**Materials provided:**
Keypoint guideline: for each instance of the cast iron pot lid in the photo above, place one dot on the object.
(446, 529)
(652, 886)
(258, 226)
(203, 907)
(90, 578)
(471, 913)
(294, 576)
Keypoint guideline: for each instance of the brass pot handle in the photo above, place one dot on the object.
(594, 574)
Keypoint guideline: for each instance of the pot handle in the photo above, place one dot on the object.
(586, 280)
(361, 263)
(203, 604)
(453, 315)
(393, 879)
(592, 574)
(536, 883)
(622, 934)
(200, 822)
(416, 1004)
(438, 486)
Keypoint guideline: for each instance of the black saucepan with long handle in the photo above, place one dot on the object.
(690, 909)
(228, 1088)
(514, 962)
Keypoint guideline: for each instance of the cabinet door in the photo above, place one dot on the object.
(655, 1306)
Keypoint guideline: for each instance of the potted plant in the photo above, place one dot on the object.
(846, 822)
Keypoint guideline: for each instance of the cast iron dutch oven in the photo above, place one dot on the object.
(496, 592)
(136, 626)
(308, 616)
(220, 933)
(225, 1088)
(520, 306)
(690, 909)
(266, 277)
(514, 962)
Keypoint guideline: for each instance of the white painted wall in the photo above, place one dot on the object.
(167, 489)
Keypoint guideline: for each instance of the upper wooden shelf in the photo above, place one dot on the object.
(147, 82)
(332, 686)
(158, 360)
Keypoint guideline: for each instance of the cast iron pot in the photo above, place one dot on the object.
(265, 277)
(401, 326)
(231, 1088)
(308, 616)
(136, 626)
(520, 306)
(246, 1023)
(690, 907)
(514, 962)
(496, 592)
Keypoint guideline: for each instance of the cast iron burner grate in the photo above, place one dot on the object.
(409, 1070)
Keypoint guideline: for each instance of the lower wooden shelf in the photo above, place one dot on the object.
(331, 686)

**Task objective:** Leaving out every line before the one with "Keypoint guideline: for each instance of the lower", print the rest of the listing above exactly, through its final line.

**Written response:**
Keypoint guideline: for each instance of the lower wooden shelf in the photo above, place one dot on the object.
(331, 686)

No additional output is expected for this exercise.